*Your goal*: Reproduce the entries below in full and without error.

*Input*:
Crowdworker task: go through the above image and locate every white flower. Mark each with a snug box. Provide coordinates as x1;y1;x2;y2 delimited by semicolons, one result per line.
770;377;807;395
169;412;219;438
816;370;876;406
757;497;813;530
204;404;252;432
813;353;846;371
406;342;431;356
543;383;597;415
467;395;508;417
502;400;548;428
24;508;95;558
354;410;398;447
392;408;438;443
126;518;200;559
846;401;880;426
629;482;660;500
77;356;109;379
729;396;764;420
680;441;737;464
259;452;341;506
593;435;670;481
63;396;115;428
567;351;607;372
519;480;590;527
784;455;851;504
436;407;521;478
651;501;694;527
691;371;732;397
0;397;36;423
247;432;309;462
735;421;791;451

*Output of the task*:
Crowdworker task: go through the above image and locate every white flower. Mark each with a snug box. Provide coordinates as x1;y1;x2;y2 delimited by semicolons, one result per line.
770;377;807;395
169;412;219;438
816;370;876;406
757;497;813;530
204;404;252;432
813;353;846;371
406;342;431;356
543;383;597;415
467;395;508;417
502;400;548;428
24;508;95;558
354;410;398;447
392;408;438;443
126;518;200;559
846;401;880;426
629;482;660;500
77;356;109;379
729;396;764;420
680;441;737;464
259;452;341;506
593;435;670;481
63;396;115;428
567;351;607;372
519;480;590;527
784;455;851;504
436;407;521;478
651;501;694;527
691;371;732;397
0;397;36;423
247;432;309;462
735;421;791;451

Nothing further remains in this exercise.